Image-grounded pointing data:
———

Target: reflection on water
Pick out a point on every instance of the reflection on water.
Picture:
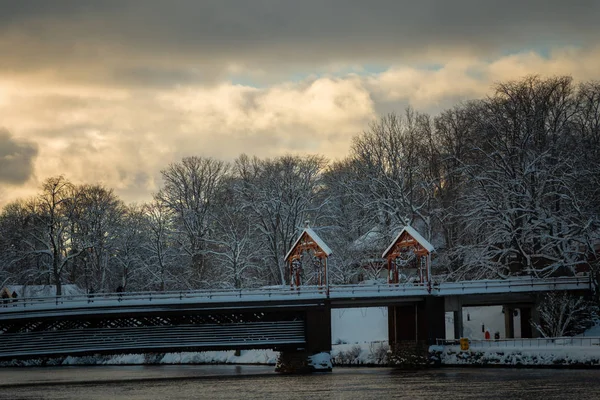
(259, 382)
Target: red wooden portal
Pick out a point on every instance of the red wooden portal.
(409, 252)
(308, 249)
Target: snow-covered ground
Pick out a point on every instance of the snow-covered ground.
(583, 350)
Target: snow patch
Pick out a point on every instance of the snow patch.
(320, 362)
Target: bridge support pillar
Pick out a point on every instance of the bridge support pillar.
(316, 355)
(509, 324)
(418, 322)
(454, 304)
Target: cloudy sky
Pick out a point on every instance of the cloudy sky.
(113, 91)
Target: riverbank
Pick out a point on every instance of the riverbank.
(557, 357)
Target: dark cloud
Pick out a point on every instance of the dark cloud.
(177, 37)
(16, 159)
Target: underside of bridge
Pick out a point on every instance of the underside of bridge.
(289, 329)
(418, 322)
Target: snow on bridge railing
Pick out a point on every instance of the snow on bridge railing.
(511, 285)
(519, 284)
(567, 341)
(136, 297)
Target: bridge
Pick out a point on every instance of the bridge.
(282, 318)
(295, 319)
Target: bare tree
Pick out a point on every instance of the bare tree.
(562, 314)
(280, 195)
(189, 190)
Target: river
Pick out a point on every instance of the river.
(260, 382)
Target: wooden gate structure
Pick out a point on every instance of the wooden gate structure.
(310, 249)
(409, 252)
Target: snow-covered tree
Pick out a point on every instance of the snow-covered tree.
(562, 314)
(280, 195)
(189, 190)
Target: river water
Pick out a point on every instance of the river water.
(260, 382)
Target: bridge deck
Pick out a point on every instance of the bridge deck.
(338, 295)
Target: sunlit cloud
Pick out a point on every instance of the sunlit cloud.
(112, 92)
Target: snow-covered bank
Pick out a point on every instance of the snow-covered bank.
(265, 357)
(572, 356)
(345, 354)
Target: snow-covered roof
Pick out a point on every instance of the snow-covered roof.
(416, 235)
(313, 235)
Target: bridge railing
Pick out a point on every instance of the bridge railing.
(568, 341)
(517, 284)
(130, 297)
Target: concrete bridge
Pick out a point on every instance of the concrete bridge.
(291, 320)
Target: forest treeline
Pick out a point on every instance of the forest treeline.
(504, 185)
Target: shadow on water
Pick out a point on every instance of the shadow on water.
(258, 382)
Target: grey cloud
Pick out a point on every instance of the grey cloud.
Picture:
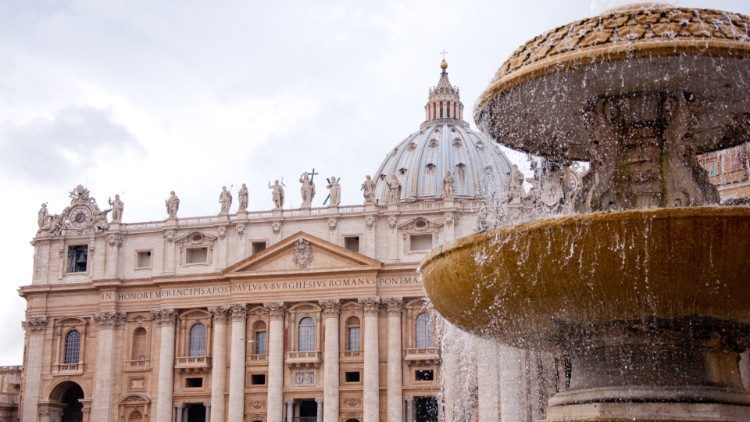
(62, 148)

———

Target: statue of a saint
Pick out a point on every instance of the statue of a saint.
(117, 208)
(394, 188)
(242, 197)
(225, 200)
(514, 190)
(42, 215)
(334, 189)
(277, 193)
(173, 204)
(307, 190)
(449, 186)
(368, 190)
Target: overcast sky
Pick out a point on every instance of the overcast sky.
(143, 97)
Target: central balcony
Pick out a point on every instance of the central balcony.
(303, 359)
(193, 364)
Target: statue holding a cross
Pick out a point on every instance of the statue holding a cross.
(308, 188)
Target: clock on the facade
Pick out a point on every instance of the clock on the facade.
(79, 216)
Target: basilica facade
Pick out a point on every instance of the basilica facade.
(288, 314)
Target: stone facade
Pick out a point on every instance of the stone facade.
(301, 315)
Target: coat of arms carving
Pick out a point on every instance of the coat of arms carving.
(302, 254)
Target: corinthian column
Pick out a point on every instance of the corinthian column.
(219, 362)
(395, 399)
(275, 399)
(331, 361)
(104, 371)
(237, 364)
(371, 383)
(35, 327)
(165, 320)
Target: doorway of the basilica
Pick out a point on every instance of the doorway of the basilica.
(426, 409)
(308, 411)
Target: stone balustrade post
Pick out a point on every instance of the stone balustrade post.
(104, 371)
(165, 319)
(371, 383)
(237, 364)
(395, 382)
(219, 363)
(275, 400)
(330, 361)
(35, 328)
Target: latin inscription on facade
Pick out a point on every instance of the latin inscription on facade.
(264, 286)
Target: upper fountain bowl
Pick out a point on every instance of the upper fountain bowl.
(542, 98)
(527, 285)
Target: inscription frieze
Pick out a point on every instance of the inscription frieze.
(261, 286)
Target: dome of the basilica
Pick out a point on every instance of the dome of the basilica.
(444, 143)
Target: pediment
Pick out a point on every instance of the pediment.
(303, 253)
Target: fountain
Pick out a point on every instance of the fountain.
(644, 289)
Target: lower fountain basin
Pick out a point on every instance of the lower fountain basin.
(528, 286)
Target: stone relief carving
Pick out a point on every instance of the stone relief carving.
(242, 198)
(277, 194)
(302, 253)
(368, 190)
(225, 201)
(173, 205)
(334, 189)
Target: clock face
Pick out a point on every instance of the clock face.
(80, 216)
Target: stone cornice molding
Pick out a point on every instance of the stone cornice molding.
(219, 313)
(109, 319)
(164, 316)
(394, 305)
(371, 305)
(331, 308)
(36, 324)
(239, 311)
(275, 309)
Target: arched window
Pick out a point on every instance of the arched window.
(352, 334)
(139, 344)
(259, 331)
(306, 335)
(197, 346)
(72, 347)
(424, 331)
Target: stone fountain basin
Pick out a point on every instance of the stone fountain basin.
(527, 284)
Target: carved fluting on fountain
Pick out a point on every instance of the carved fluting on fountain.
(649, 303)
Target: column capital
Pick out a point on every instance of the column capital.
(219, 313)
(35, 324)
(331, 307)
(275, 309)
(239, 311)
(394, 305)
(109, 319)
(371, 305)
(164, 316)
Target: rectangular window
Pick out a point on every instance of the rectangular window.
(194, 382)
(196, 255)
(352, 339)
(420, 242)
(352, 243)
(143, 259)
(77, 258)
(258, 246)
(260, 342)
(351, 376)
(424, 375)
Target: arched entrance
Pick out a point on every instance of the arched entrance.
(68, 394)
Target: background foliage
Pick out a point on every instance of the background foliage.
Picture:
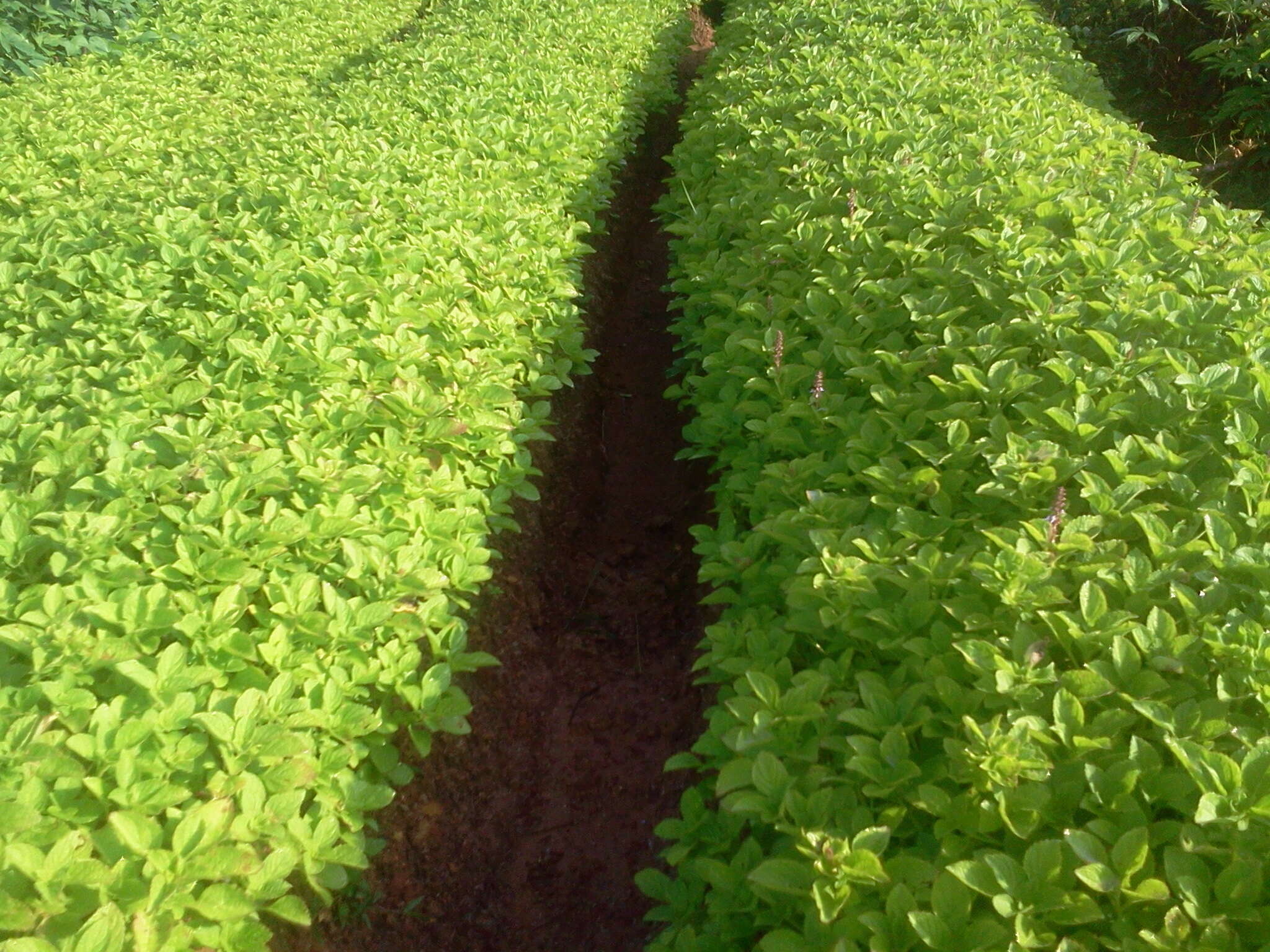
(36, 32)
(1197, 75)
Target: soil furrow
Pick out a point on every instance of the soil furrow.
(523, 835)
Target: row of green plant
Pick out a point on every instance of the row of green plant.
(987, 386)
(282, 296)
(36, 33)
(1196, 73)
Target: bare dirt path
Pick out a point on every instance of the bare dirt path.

———

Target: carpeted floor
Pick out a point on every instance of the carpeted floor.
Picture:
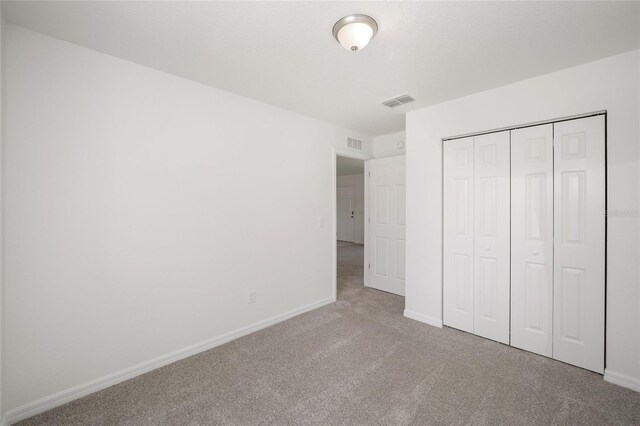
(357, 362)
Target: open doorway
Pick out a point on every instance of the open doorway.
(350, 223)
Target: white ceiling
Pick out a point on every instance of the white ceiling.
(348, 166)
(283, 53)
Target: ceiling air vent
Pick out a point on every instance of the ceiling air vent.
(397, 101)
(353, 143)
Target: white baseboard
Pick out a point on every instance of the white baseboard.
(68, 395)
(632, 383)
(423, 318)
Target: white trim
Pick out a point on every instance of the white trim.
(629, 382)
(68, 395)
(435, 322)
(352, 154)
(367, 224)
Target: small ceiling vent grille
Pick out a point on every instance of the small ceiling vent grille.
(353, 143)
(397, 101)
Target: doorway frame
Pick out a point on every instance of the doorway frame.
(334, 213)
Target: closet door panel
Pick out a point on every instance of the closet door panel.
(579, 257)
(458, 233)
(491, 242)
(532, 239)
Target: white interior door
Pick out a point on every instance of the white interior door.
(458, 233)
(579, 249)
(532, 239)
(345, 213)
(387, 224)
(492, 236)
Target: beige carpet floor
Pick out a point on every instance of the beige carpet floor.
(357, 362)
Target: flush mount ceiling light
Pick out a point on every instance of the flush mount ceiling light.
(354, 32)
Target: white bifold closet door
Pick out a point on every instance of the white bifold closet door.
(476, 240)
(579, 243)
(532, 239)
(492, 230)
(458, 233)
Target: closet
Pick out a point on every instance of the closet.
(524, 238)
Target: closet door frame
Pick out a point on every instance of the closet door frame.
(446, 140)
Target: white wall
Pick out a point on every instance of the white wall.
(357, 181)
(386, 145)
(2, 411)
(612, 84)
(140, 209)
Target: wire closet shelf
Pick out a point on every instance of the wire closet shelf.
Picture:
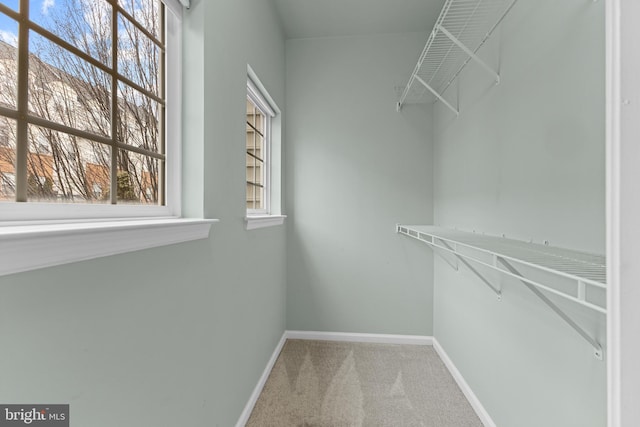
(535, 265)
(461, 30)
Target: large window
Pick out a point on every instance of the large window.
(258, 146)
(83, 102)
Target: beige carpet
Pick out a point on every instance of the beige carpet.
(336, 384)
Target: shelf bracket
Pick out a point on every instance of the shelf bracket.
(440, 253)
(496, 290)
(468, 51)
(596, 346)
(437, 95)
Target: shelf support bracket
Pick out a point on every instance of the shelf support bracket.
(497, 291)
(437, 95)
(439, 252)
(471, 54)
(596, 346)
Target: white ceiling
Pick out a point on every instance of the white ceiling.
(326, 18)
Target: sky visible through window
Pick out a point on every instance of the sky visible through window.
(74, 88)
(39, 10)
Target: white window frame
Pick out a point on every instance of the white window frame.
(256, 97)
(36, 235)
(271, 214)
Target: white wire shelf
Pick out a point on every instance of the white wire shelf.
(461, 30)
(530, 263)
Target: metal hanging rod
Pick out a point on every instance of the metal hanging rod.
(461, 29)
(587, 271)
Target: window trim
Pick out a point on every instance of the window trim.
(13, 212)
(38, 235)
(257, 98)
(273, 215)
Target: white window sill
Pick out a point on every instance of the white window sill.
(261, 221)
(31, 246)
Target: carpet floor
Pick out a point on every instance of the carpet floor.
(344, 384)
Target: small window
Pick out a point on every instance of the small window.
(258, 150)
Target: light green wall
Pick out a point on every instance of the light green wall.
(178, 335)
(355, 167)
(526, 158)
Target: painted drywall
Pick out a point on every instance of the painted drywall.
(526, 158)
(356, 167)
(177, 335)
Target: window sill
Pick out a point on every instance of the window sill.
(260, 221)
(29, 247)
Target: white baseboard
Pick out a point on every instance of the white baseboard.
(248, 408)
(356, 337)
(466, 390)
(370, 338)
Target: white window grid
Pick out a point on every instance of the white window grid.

———

◆ What the exercise asks
From the records above, copy every line that includes the word "path".

◆ Result
Target: bare dirt path
Pick out a point on every instance of the bare dirt path.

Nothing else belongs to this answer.